AIM OF THE TASK: Add 29 to every coordinate in the answers, then reproduce the records in full, requests included, starting at the line that contains "Question. Indicate one point for each instance of the hotel" and ending at the final line of the records.

+++++

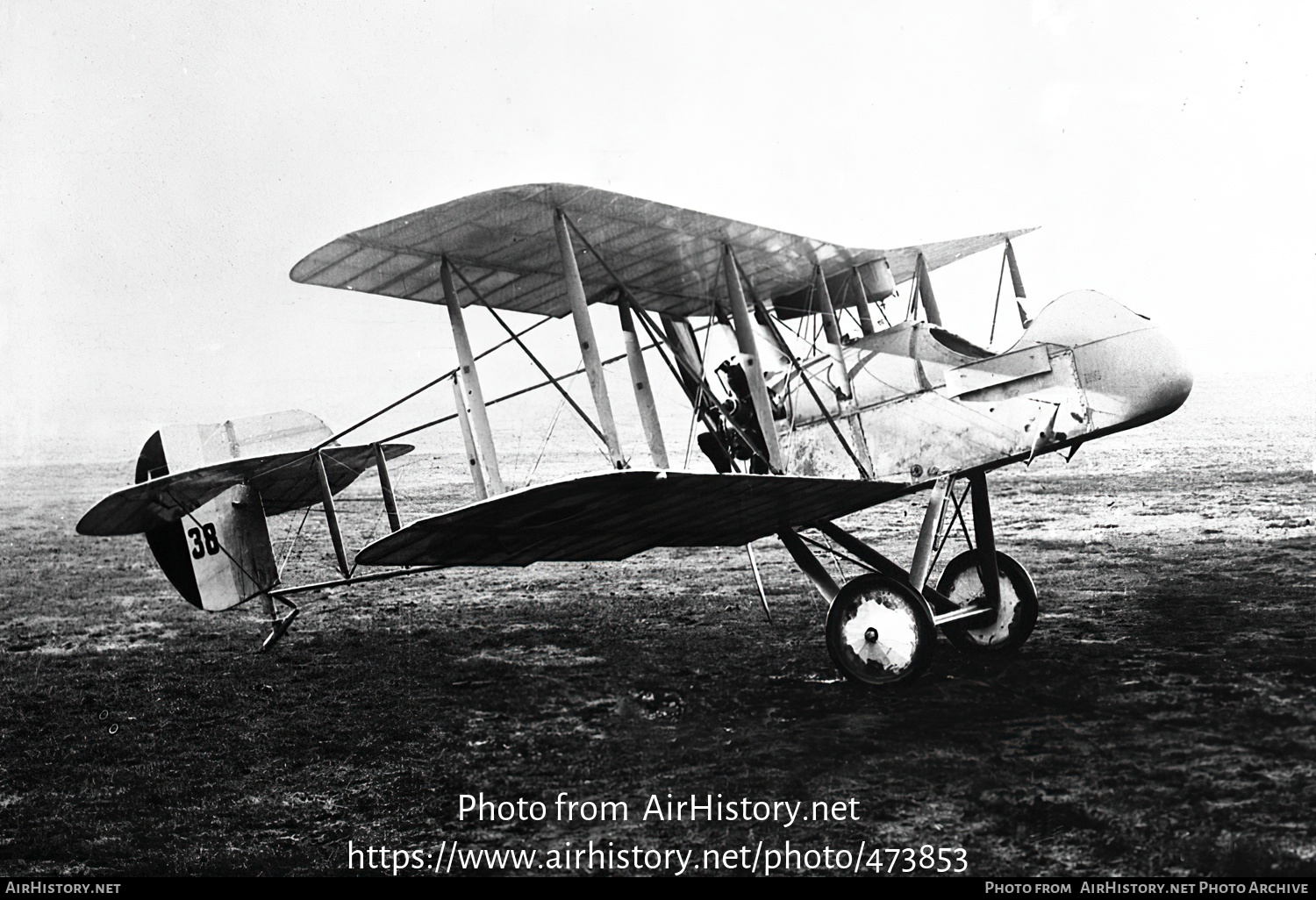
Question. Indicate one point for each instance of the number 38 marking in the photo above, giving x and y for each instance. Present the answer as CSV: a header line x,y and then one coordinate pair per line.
x,y
204,541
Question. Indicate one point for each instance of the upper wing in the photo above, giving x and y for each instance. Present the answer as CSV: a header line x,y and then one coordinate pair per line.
x,y
618,515
503,241
286,482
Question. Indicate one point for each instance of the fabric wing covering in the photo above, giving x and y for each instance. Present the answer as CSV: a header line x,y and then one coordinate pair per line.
x,y
618,515
504,242
286,482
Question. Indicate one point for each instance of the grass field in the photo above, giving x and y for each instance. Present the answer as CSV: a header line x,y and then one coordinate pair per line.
x,y
1161,720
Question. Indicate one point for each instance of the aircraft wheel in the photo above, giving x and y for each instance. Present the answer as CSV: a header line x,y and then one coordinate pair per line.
x,y
1018,612
879,632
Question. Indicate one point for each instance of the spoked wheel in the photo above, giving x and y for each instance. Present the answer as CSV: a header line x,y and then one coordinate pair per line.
x,y
1018,612
879,632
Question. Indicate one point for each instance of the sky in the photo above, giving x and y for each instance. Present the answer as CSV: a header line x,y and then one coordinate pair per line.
x,y
163,166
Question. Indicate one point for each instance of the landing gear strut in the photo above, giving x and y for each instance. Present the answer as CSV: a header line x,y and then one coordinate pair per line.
x,y
882,626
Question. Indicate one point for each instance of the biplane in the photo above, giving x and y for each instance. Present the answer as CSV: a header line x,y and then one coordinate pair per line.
x,y
802,425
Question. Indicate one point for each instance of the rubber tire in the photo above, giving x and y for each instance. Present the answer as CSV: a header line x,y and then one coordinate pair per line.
x,y
910,608
997,636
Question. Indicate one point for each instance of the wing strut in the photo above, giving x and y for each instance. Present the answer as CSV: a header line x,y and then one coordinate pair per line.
x,y
845,403
589,345
862,300
468,382
805,379
749,361
532,357
644,391
694,383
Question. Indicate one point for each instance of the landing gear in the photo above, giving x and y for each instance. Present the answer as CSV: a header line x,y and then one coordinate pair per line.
x,y
281,625
879,632
1016,612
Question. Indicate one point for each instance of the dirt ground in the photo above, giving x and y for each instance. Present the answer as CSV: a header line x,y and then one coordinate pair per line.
x,y
1160,721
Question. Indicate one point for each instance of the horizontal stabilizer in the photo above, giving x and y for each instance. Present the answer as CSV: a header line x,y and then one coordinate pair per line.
x,y
284,481
618,515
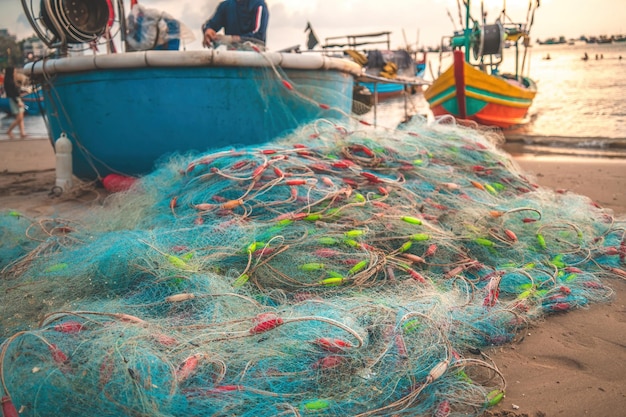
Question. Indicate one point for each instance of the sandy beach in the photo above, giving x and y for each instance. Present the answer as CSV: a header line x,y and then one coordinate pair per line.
x,y
570,364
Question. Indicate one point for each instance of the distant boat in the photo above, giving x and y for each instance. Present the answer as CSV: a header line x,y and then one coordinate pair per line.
x,y
552,41
475,89
387,73
125,111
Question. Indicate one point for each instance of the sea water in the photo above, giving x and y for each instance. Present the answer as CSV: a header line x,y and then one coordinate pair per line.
x,y
580,105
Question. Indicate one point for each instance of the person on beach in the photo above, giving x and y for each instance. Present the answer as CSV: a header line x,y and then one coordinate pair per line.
x,y
12,91
238,18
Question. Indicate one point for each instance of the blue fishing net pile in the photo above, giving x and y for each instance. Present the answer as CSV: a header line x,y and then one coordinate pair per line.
x,y
342,270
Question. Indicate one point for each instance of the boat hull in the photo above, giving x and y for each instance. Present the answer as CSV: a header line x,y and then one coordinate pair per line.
x,y
125,119
489,100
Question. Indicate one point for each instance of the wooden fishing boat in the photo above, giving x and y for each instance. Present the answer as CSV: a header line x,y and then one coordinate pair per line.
x,y
124,111
387,72
475,89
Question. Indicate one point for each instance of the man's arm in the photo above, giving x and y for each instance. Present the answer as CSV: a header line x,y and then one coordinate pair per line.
x,y
214,24
261,18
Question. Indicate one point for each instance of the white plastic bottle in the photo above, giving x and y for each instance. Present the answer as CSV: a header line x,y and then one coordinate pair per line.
x,y
63,151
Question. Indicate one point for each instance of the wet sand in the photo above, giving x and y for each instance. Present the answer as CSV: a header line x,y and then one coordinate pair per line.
x,y
570,364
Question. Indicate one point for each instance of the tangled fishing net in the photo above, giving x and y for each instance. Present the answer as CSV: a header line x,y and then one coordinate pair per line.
x,y
341,270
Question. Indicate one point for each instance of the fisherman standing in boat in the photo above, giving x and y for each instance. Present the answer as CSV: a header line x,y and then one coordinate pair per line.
x,y
238,18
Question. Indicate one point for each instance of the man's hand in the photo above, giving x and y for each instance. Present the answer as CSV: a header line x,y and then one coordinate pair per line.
x,y
209,36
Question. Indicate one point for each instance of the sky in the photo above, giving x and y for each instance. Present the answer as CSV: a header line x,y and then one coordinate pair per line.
x,y
413,22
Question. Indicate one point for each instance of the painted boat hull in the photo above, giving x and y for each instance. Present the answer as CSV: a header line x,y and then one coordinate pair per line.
x,y
489,100
124,117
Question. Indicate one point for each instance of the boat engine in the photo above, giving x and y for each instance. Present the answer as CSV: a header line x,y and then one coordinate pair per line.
x,y
487,40
61,22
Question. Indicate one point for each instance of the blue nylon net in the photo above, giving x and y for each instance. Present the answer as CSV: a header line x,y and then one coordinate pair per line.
x,y
341,270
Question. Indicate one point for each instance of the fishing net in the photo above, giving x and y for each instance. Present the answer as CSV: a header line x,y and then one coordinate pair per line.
x,y
340,270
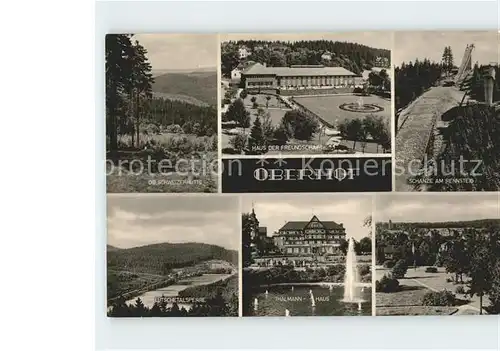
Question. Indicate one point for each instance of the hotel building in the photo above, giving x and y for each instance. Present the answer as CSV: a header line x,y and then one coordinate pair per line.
x,y
260,76
312,237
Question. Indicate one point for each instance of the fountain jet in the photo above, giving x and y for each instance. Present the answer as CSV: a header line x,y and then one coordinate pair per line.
x,y
351,280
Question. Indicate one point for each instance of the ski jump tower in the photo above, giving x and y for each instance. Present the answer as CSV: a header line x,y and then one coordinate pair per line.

+++++

EXPECTED ANSWER:
Question. Indicate one point for each instance of the hotel building in the photo above, giving x and y for each instance. Present the answer as CSV: a header line x,y and then one coordinate pair per line.
x,y
289,105
341,266
Question. Indicate one point for each instance of the fountain jet in the photo above, giving x and y for each instance. Present the answer as CSV: a header line x,y and then one coordinate pair per line.
x,y
380,309
Question. Indicate one point for each instance of the ski jump tower in the photo above, giving x and y for each instance. Present the answer as CSV: a header line x,y and then one coordinate pair per line.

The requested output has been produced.